--- Given problem 1 ---
Print the lines of the records below without any change, starting at the line that contains "Given the photograph above, point out the bench backrest" and ending at the last line of the records.

** START Page text **

Police are warning people across America and Europe about a new scam that tricks you or your loved ones into buying Apple gift cards.
And what’s worse, if you fall for it, it’s incredibly likely that you won’t get your money back.
So what does it entail? How can you avoid it? And should you really be concerned?
What’s the Scam?
It’s a very simple scam — so simple, in fact, you might find it bizarre that people are actually falling for it. Nonetheless, you shouldn’t immediately scoff. Stick with us because it’s worth knowing about.
It might not trouble you specifically, but it’s affecting many who don’t necessarily know much about iTunes.
There is a history of fraudsters using them for purposes of money-laundering, but recently this has grown into a scam that scares legions of victims into purchasing these cards.
A criminal contacts you claiming to be a representative from a governmental department or company. They do this by either cold calling (typically using spoofed phone numbers so anyone with call recognition might still be fooled), using voicemail and leaving automated messages, or sending SMS.
Victims are warned, in all three cases, that they need to urgently return the call or risk further penalty.
In the U.K., scammers often pretend to be HMRC, but other variations persist. Notably, fraudsters in America purport to be ringing in regards to additional fees for services including insurance cover, shipping, or any other unpaid debt.
I've been holding onto this iTunes gift card for four years and I finally used it to buy the new Gorillaz album
— ?markus? (@wooflings) May 3, 2017
Victims are then informed that the quickest and easiest way to pay fees (before more interest is added) is by purchasing iTunes gift cards. Once they’ve done this, all they have to do is give the criminal the 16-digit code revealed underneath the peel-off label on the back.
Once that’s done, there’s no going back. Your money is gone — except when you’re swift enough to realize what’s happened.
Wait, How Are People Fooled by This?
Thousands of Apple gift cards are purchased worldwide, either for ourselves (instead of using money on a credit or debit card) or as presents, for when you don’t know exactly what to buy someone or if the recipient is constantly glued to their smartphone. They work in pretty much the same way as other gift cards: you simply load them with money and, using the code revealed on its reverse, you can buy music or apps using it.
But that doesn’t mean everyone knows the specifics of iTunes.
An older generation, for example, might be unfamiliar with how they work. Indeed, some call this a “grandparent scam” as some con artists trick their victims into thinking they’re helping a family member in financial trouble. It was even claimed, in one instance, as bail money!
Of course, the vast majority of scams play on such worries. Common sense can disappear when faced with the prospect of police or debt-recovery involvement (and that’s what criminals are threatening, should supposed charges not be paid).
And there is a way even the relatively tech-savvy could be fooled into purchasing gift cards.

** END Page text **

--- Given problem 2 ---
In the gift card scam article, change "bizarre" to "strange" and write out the passage starting at "And what’s worse, if" and ending at "much about iTunes.".

** START Given records **

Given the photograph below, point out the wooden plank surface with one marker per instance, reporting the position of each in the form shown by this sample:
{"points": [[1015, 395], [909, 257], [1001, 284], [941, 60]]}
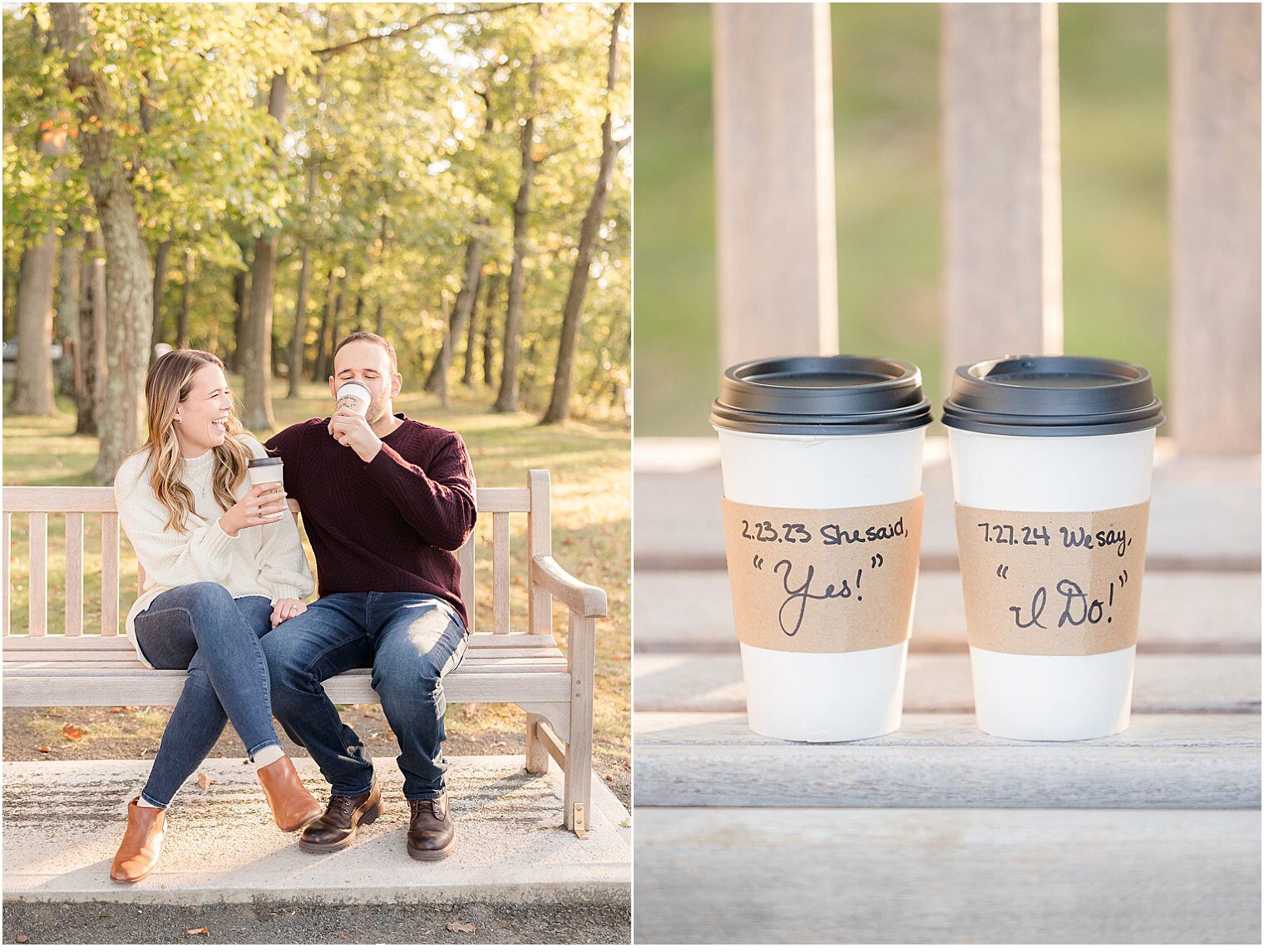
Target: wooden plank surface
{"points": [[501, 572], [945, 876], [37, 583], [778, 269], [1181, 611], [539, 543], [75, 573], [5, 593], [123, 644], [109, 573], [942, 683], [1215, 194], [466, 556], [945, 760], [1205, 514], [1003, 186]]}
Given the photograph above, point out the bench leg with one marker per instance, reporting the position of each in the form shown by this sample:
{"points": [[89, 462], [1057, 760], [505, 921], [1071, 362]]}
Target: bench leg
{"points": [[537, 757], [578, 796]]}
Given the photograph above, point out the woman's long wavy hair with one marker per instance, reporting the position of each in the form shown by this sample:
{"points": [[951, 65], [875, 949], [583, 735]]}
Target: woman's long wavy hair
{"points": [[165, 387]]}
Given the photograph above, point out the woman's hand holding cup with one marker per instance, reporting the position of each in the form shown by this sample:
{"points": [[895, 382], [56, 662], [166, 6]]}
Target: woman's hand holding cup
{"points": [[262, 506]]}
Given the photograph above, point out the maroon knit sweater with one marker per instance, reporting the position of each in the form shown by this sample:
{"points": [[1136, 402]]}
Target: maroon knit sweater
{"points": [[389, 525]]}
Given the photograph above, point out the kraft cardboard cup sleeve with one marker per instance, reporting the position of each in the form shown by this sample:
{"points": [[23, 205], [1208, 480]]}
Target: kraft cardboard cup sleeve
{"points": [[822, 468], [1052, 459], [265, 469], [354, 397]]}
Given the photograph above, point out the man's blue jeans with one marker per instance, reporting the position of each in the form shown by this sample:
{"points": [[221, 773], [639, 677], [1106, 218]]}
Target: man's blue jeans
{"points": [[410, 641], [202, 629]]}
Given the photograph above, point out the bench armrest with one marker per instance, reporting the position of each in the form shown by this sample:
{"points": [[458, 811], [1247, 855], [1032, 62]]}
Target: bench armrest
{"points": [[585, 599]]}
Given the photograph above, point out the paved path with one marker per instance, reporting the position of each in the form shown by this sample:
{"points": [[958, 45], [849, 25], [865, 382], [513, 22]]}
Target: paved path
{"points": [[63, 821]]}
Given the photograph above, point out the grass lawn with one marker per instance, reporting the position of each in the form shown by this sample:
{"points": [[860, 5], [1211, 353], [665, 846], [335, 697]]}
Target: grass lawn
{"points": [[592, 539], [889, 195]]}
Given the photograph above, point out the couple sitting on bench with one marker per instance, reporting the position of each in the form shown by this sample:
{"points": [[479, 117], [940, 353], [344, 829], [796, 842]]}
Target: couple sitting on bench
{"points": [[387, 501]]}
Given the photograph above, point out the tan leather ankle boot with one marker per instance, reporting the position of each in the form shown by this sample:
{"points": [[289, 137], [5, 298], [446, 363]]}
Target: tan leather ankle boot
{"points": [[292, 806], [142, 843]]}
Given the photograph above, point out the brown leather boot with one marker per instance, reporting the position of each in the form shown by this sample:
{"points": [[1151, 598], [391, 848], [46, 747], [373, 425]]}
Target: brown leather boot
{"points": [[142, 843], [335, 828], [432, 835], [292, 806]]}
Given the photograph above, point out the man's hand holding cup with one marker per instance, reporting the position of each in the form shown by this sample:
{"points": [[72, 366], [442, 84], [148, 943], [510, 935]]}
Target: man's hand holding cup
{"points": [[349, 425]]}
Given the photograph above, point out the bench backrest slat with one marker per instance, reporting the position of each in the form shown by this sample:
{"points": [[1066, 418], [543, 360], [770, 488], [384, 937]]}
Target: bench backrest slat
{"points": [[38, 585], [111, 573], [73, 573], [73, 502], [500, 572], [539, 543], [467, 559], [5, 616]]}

** END Given records **

--- Written reply 1 ---
Given the photograph above, point out the bench backrest slat with one marker per instance, reporting the position of each in the form shown by this sample:
{"points": [[1066, 418], [543, 360], [770, 488], [384, 937]]}
Target: bench backrest slat
{"points": [[38, 585], [111, 573], [73, 573], [73, 502], [500, 572], [539, 543], [467, 559], [5, 616]]}

--- Written reply 2 ---
And what’s worse, if you fall for it, it’s incredibly likely that you won’t get your money back.
So what does it entail? How can you avoid it? And should you really be concerned?
What’s the Scam?
It’s a very simple scam — so simple, in fact, you might find it strange that people are actually falling for it. Nonetheless, you shouldn’t immediately scoff. Stick with us because it’s worth knowing about.
It might not trouble you specifically, but it’s affecting many who don’t necessarily know much about iTunes.